__STATED GOAL__. Revise the ASP.NET excerpt starting at "One of the things" and ending at "been playing with.", putting "third-party projects" in place of "community projects".

__EXCERPTED TEXT__.
____________________

One of the things that the fellows and I are working on that will be more obvious  after the beta and even a little after the final release is this idea of One ASP.NET. We're sweeping through the whole framework, samples, templates and NuGet to make sure things work together cohesively. You'll hear more about this as we firm it up.
Some guiding principles for ASP.NET are these:
  • Every reasonable combination of subsystems just works
  • The model is easily extended by community projects (not just us!)
  • Every subsystem or application type includes a *.Sample that works together with others
Here's the boxes diagram I've been playing with.

These principles are some of the things that drove (and continue to drive) ASP.NET this development cycle. We are trying to give you great mobile options, great HTML5, CSS3 and JavaScript support and also including open source libraries like Modernizr, jQuery, jQuery UI and Knockout.
We are working towards a more pluggable, more friendly but still powerful ASP.NET. Again, more on this soon and some surprises. We'll see more interesting uses of NuGet, more plug-ablity, more examples, and more systems working together.

____________________

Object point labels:

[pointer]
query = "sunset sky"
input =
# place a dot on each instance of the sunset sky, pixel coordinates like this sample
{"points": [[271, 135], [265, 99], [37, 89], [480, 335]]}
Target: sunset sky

____________________

__WRITTEN ANSWER__.
One of the things that the fellows and I are working on that will be more obvious  after the beta and even a little after the final release is this idea of One ASP.NET. We're sweeping through the whole framework, samples, templates and NuGet to make sure things work together cohesively. You'll hear more about this as we firm it up.
Some guiding principles for ASP.NET are these:
  • Every reasonable combination of subsystems just works
  • The model is easily extended by third-party projects (not just us!)
  • Every subsystem or application type includes a *.Sample that works together with others
Here's the boxes diagram I've been playing with.